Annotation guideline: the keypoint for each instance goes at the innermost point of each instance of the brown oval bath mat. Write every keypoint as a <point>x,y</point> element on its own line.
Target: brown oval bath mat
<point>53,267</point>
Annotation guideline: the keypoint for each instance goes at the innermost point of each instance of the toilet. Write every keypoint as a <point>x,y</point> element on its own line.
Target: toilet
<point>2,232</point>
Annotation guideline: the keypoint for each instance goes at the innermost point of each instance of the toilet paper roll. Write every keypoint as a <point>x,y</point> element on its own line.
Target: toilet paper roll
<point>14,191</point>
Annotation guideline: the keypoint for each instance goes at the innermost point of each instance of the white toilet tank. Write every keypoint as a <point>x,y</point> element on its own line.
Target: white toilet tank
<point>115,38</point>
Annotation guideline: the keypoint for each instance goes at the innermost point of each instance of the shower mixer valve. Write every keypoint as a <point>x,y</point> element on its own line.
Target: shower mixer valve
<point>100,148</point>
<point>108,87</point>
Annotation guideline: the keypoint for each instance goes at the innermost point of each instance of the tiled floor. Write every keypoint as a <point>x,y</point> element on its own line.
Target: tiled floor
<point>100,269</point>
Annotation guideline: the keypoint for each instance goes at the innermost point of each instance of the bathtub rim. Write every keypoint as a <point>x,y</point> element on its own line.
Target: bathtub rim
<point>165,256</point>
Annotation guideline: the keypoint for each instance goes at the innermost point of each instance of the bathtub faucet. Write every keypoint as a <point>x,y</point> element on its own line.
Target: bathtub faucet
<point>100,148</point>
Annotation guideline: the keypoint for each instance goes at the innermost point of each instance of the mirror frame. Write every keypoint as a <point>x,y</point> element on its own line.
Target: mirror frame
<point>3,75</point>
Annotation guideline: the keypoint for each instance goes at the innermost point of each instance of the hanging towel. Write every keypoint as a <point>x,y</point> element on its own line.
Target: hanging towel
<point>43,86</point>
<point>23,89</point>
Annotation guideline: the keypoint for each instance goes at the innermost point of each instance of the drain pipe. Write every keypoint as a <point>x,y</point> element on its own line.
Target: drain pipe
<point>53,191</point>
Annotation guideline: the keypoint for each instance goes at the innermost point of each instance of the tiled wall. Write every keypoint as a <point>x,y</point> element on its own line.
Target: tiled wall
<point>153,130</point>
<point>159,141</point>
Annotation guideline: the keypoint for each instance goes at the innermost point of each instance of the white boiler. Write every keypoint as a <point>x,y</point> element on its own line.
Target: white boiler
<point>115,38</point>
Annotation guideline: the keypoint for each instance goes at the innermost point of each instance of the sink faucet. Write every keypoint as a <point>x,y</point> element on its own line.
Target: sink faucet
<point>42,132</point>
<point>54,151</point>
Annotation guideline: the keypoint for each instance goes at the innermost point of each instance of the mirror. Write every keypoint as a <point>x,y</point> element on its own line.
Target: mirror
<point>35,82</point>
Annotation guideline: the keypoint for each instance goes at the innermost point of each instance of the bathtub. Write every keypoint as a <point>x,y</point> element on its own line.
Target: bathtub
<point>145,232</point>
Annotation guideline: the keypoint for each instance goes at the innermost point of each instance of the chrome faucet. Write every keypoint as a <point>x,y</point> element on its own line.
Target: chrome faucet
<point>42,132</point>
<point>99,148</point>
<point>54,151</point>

########

▶ Deine Aufgabe
Schreib bitte den Teil der Daten, der mit der ersten Zeile beginnt und mit der Zeile endet, die „<point>53,267</point>“ enthält, samt Anweisungen noch einmal ab und addiere dabei 31 zu jeder Koordinate in den Antworten. Alles Übrige, auch das Formatmuster in den Anweisungen, bleibt unverändert.

▶ Vollständige Antwort
Annotation guideline: the keypoint for each instance goes at the innermost point of each instance of the brown oval bath mat. Write every keypoint as a <point>x,y</point> element on its own line.
Target: brown oval bath mat
<point>84,298</point>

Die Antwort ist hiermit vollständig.